● TASK DIRECTIONS
Please copy the lines of the records below word for word, from the line containing "Could you help me find the submerged" up to and including the last line of the records.

● SUPPLIED MATERIAL
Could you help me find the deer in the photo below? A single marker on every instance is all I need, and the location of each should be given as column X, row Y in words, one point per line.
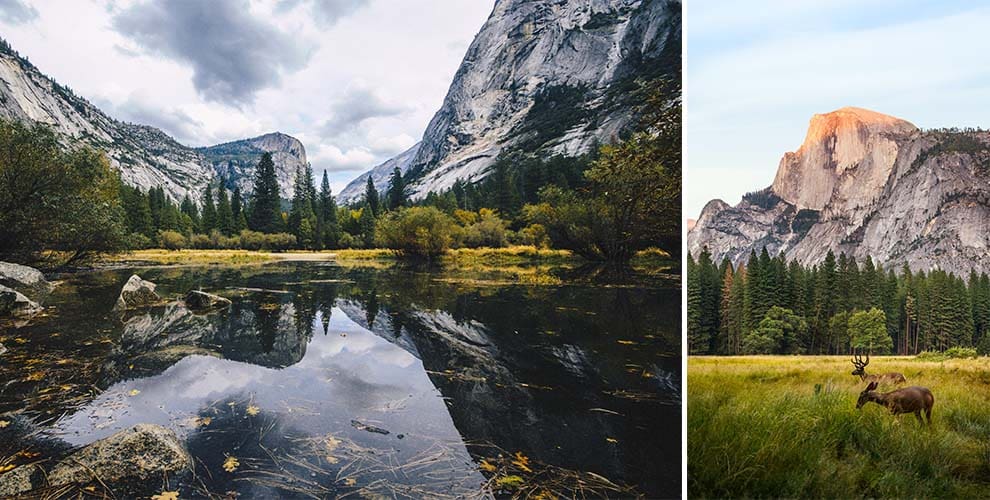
column 892, row 377
column 913, row 399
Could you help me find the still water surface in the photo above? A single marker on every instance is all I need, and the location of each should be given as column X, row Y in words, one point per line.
column 323, row 380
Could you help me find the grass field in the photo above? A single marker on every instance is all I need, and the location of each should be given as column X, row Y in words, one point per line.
column 787, row 426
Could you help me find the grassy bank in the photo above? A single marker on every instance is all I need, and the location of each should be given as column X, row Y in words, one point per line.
column 787, row 426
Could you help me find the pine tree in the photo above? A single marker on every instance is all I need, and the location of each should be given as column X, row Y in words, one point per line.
column 238, row 219
column 302, row 217
column 327, row 216
column 371, row 199
column 396, row 190
column 189, row 209
column 209, row 219
column 225, row 214
column 367, row 222
column 728, row 323
column 266, row 213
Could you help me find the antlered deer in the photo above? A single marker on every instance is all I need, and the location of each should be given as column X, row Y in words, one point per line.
column 893, row 377
column 907, row 400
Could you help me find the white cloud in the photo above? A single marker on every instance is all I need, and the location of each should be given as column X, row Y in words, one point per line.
column 403, row 53
column 748, row 103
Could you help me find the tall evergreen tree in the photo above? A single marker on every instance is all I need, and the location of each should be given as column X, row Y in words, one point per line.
column 371, row 197
column 237, row 216
column 302, row 217
column 189, row 209
column 367, row 222
column 209, row 219
column 396, row 190
column 266, row 210
column 327, row 217
column 225, row 213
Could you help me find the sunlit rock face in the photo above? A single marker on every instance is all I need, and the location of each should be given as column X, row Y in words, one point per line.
column 545, row 76
column 844, row 162
column 865, row 184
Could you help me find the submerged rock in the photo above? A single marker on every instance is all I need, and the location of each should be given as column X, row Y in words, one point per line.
column 14, row 303
column 130, row 461
column 137, row 293
column 19, row 480
column 143, row 452
column 198, row 300
column 27, row 280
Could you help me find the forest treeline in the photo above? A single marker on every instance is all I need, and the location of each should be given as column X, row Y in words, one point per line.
column 769, row 305
column 65, row 200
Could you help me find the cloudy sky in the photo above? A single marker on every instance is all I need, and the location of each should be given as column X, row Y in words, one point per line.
column 355, row 80
column 756, row 74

● COMPLETE ANSWER
Could you help me find the submerged rock in the photo above? A single marker on every instance is all I need, and the location of each should be given as column X, row Y in words, one point per line.
column 14, row 303
column 130, row 461
column 137, row 293
column 19, row 480
column 143, row 452
column 198, row 300
column 27, row 280
Could you help me find the forest treeline in the photo above? A single marker on every instance is all I need, and the location of each should be given as column X, row Y in words, one point per line.
column 769, row 305
column 65, row 200
Could you help me find the cloudy sky in the photo above? A single marker on every instance is all I need, and the location of each should be given as column X, row Y in words, one point per line.
column 355, row 80
column 756, row 74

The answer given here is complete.